_Source text_.
______

4. Options, Warrants and Rights.

 

(a) The Corporation may issue options, warrants, rights and similar instruments for or related to the purchase of shares of any class or series of capital stock of the Corporation. The Board of Directors, in its sole discretion, shall determine the terms and conditions on which such options, warrants, rights or other instruments are issued, their form and content and the consideration for which, and terms and conditions upon which, such shares are to be issued.

 

(b) The terms and conditions of such options, warrants, rights and similar instruments to purchase shares of any class or series of capital stock of the Corporation may include, without limitation, restrictions or conditions that preclude or limit the exercise, transfer, receipt or holding of such options, warrants, rights or instruments by any person or persons, including any person or persons owning (beneficially or of record) or offering to acquire a specified number or percentage of the outstanding shares of any class or series, or any transferee or transferees of any such person or persons, or that invalidate or void such options, warrants, rights or instruments held by any such person or persons or any such transferee or transferees.

 

 C: 

 

  

FIFTH: The Corporation shall have a perpetual existence.

 

SIXTH: For the management of the business, and for the conduct of the affairs, of the Corporation, and in further definition, limitation and regulation of the powers of the Corporation and of its Directors and of its stockholders or any class thereof, as the case may be, it is further provided that:

 

1. The business of the Corporation shall be conducted by the officers of the Corporation under the supervision of the Board of Directors.

 

2. The Board of Directors shall be divided into three classes of Directors, each such class as nearly equal in number as the then-authorized number of Directors constituting the Board of Directors permits, with the term of office of one class of Directors expiring each year. The Class C Directors have been elected for a term expiring at the 2020 annual meeting of the stockholders. The Class A and Class B Directors shall be elected at the next annual meeting of the stockholders. The stockholders shall elect such Directors for a term expiring at the annual meeting of stockholders to be held in 2020. At the 2020 stockholders’ meeting and thereafter, each Director shall serve for a term ending at the annual meeting of stockholders of the Corporation following the annual meeting at which such Director was elected. Directors shall hold office until their successors are elected and qualified. At each succeeding annual meeting of the stockholders of the Corporation, the successors of the class of Directors whose term expires at that meeting shall be elected by the requisite votes cast by stockholders at such meeting as provided in the Bylaws of the Corporation (as the same may be amended and/or restated from time to time, the “Bylaws”). The number of Directors which shall constitute the whole Board of Directors shall be fixed by, or in the manner provided in, the Bylaws. No election of Directors need be by written ballot and the Board of Directors shall have the power, without the assent or vote of the stockholders, to make, alter, amend, change, add to or repeal the Bylaws.

 

3. The Corporation expressly elects not to be governed by Section 203 of the DGCL.

______

_Record excerpts_.
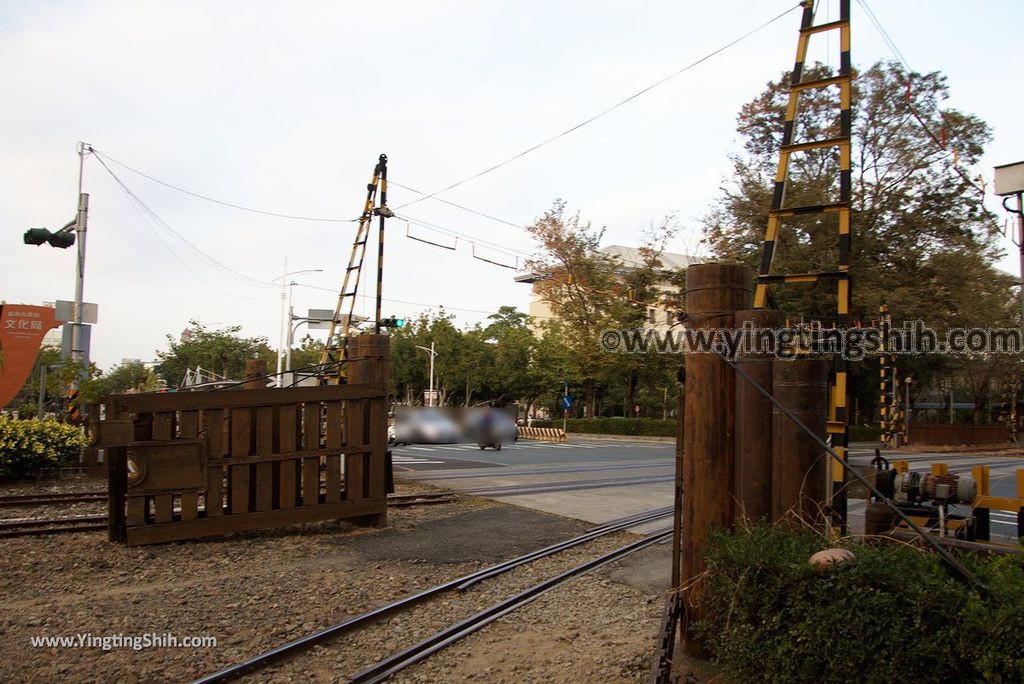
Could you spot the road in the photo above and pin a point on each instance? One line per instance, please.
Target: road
(617, 478)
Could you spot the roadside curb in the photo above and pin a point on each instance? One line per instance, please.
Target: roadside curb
(572, 436)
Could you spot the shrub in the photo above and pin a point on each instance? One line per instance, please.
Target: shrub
(894, 614)
(626, 426)
(30, 445)
(864, 432)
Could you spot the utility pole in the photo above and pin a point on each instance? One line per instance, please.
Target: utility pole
(432, 354)
(81, 224)
(281, 326)
(42, 390)
(383, 212)
(565, 412)
(1010, 182)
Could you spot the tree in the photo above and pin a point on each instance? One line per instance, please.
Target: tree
(128, 376)
(923, 240)
(591, 292)
(222, 351)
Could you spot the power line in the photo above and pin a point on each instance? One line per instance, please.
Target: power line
(403, 301)
(603, 113)
(459, 206)
(511, 251)
(216, 201)
(137, 203)
(940, 143)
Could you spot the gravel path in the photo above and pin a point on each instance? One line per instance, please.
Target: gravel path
(255, 591)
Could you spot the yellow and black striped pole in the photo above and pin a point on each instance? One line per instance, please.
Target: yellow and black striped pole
(838, 400)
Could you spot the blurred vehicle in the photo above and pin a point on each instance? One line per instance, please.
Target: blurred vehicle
(489, 427)
(425, 426)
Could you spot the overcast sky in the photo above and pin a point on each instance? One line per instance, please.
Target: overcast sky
(285, 107)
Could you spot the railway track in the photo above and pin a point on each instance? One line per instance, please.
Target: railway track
(389, 666)
(87, 523)
(67, 524)
(29, 526)
(32, 500)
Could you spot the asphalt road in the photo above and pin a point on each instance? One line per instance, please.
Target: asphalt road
(628, 476)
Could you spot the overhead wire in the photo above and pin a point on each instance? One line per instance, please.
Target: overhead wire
(181, 240)
(411, 303)
(603, 112)
(206, 198)
(938, 140)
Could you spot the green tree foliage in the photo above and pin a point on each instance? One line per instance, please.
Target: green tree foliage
(590, 292)
(895, 610)
(28, 445)
(923, 240)
(222, 351)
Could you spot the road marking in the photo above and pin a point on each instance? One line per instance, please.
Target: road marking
(397, 459)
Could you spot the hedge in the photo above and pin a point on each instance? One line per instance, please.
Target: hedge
(627, 426)
(864, 432)
(892, 615)
(28, 445)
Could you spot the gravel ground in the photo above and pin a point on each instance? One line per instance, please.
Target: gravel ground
(255, 591)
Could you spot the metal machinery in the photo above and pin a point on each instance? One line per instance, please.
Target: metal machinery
(840, 208)
(335, 350)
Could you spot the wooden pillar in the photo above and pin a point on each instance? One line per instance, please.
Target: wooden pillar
(369, 360)
(714, 294)
(369, 365)
(754, 420)
(799, 466)
(255, 374)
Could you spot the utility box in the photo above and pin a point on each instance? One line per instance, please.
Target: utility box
(1010, 178)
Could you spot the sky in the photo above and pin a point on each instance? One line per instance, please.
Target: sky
(285, 107)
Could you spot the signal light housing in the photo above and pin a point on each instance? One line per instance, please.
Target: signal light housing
(61, 240)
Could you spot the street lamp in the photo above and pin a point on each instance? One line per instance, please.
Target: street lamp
(286, 309)
(432, 355)
(1010, 181)
(73, 232)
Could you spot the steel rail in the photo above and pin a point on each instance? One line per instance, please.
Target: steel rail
(389, 666)
(351, 624)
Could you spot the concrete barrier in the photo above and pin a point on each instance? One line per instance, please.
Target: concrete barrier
(956, 434)
(547, 434)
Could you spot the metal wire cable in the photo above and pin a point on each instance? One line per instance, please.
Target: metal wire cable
(216, 201)
(603, 113)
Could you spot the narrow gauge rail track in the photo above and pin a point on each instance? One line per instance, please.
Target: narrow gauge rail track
(28, 526)
(30, 500)
(393, 664)
(87, 523)
(39, 526)
(408, 656)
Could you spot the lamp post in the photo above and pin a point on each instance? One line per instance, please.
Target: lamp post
(286, 309)
(1010, 182)
(432, 354)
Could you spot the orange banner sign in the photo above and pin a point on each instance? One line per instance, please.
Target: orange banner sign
(22, 331)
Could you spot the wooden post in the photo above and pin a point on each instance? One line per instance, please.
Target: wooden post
(370, 365)
(754, 421)
(714, 294)
(799, 466)
(255, 374)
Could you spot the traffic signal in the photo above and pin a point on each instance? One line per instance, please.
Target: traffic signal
(61, 239)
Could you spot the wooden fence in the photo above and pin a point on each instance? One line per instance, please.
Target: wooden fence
(199, 464)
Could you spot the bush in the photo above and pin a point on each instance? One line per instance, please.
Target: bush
(864, 432)
(627, 426)
(894, 614)
(30, 445)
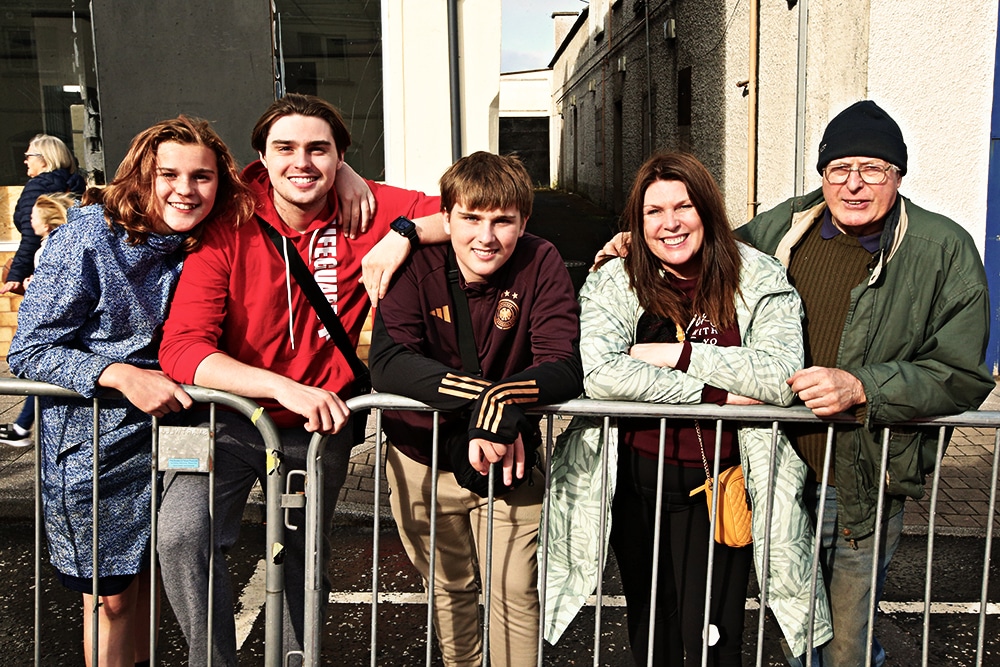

______

_Stated problem 1_. In the charter excerpt, which section of the DGCL does the Corporation expressly elect not to be governed by?
_Stated problem 2_. Print everything in the charter excerpt from "(b) The terms" down to "a perpetual existence.".

_Exercise response 1_. Section 203 of the DGCL.

_Exercise response 2_.
(b) The terms and conditions of such options, warrants, rights and similar instruments to purchase shares of any class or series of capital stock of the Corporation may include, without limitation, restrictions or conditions that preclude or limit the exercise, transfer, receipt or holding of such options, warrants, rights or instruments by any person or persons, including any person or persons owning (beneficially or of record) or offering to acquire a specified number or percentage of the outstanding shares of any class or series, or any transferee or transferees of any such person or persons, or that invalidate or void such options, warrants, rights or instruments held by any such person or persons or any such transferee or transferees.

 

 C: 

 

  

FIFTH: The Corporation shall have a perpetual existence.